Copy out every line of the rows below that contains the word "concrete".

# Start of Dataset entries

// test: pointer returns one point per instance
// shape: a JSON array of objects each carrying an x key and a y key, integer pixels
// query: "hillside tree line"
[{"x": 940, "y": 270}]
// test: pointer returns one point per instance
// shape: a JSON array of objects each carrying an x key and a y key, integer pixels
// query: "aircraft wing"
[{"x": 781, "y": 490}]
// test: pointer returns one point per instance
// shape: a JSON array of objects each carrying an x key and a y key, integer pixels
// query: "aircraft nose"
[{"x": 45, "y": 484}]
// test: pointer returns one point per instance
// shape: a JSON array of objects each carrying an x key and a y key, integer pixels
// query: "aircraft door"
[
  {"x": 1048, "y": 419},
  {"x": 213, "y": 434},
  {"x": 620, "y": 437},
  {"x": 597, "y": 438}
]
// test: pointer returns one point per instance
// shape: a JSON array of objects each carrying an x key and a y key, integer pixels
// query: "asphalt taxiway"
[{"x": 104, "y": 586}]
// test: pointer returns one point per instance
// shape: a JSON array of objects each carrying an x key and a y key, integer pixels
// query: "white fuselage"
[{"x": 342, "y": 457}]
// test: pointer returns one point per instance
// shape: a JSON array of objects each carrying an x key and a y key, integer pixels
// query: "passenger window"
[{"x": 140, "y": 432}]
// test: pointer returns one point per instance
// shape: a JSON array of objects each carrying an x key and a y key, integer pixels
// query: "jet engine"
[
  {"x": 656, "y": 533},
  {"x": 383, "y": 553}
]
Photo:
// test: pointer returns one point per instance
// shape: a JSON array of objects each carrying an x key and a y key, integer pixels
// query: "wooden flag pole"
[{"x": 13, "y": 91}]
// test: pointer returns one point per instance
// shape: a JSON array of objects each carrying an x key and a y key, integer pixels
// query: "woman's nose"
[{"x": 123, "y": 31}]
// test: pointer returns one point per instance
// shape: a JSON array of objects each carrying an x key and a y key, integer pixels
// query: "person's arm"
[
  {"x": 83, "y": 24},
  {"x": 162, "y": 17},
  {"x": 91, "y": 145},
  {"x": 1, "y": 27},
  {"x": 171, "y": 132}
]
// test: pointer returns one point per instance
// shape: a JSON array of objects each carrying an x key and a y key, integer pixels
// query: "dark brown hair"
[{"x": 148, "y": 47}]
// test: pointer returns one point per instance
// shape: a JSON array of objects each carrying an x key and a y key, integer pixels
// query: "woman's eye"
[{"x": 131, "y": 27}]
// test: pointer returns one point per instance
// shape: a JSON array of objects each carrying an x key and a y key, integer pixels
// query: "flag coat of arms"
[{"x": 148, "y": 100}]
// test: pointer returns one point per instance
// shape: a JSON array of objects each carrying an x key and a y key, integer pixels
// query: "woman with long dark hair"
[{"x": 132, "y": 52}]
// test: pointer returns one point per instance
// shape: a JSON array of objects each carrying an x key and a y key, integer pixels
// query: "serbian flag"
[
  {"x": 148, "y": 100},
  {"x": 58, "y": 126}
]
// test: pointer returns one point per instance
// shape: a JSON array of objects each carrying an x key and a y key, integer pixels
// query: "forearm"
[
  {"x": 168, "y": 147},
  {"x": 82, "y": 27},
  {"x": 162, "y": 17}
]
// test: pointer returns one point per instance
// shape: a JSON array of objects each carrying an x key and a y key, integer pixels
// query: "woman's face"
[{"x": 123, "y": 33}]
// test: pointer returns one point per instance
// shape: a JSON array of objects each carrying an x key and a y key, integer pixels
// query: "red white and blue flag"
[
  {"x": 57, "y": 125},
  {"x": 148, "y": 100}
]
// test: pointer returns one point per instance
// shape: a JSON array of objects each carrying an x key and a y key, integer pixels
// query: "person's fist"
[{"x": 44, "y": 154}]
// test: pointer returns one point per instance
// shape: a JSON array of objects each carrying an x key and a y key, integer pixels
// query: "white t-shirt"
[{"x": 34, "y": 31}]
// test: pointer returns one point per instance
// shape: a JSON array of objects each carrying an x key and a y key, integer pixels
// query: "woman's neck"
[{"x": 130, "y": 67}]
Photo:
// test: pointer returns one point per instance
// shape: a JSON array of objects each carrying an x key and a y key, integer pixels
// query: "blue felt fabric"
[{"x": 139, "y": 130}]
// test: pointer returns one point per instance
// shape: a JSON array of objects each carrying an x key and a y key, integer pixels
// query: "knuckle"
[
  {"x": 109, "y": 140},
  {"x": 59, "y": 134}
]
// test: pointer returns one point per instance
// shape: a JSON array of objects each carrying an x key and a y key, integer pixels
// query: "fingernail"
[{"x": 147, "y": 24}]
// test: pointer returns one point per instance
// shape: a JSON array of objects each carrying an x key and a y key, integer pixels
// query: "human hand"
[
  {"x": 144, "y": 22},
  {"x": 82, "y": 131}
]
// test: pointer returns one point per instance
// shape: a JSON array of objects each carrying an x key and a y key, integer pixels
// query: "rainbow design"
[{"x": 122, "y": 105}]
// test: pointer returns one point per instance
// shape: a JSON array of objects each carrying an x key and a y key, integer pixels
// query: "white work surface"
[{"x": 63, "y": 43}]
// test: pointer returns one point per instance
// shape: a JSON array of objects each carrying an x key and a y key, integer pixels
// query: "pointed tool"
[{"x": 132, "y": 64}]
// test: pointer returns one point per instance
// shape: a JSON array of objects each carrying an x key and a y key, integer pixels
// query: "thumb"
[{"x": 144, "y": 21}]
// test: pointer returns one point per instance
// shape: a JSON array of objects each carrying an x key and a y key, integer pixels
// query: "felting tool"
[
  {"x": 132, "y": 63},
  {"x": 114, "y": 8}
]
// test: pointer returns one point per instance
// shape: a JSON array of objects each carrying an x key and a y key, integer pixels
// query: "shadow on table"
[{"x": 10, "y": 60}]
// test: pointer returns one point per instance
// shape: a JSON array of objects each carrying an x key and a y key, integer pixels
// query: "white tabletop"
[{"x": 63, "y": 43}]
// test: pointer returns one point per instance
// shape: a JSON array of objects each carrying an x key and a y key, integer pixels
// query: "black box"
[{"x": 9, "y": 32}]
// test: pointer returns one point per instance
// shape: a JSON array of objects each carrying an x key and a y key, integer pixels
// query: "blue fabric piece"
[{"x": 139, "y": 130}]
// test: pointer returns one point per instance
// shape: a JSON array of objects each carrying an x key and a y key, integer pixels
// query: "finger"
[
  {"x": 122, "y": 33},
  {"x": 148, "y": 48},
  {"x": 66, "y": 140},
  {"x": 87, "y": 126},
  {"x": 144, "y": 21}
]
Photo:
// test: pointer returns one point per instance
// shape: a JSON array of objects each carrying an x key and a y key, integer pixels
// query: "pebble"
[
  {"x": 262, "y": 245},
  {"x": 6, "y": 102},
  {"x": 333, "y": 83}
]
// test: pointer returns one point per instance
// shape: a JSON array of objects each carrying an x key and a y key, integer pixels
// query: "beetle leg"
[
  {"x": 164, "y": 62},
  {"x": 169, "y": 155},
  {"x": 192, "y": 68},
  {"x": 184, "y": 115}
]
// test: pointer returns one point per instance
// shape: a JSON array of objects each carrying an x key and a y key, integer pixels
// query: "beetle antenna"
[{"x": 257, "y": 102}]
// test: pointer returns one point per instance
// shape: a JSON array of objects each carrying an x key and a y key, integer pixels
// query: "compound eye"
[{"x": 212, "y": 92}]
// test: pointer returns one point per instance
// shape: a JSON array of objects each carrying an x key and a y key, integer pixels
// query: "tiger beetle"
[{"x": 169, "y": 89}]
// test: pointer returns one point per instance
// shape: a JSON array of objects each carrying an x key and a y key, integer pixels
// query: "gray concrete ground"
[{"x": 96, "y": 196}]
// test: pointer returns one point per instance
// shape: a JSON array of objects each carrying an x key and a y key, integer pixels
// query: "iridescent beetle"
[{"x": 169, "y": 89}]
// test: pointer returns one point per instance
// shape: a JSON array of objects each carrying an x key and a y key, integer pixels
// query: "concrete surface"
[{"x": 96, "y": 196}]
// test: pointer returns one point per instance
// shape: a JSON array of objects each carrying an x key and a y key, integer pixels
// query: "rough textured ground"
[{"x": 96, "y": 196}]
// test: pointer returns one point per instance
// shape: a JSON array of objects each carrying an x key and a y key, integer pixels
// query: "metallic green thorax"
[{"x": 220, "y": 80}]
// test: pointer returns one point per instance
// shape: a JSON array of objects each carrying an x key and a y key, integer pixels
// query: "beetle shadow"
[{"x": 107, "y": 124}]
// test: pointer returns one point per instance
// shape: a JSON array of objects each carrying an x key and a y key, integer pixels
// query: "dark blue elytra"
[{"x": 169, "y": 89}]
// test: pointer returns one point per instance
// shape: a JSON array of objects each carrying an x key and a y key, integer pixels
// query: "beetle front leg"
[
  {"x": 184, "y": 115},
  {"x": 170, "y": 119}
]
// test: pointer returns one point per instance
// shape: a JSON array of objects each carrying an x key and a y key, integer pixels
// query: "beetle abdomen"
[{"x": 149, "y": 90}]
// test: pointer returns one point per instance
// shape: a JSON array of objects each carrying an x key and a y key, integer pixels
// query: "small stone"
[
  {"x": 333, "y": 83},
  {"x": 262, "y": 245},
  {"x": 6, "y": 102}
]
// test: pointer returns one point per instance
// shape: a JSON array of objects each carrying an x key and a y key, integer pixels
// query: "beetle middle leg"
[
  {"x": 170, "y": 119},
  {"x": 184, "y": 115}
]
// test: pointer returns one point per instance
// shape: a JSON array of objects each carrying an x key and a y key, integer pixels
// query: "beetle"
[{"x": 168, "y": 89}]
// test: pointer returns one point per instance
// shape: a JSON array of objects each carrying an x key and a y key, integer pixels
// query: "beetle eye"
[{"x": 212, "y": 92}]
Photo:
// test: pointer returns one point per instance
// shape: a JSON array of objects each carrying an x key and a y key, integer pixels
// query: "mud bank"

# End of Dataset entries

» **The solution**
// query: "gray concrete ground"
// query: "concrete surface"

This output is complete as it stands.